» Saved data entries:
* * * * *

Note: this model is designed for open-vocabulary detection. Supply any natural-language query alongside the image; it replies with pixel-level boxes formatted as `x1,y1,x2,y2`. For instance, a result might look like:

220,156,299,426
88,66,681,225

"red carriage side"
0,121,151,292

* * * * *

» WORK ITEM: Each line of the data is to be written out again exactly.

» SOLUTION BELOW:
Note: this model is designed for open-vocabulary detection. Supply any natural-language query alongside the image; it replies with pixel-level boxes formatted as `x1,y1,x2,y2`. For instance, a result might look like:

220,156,299,426
88,66,681,225

"red carriage side"
0,121,151,292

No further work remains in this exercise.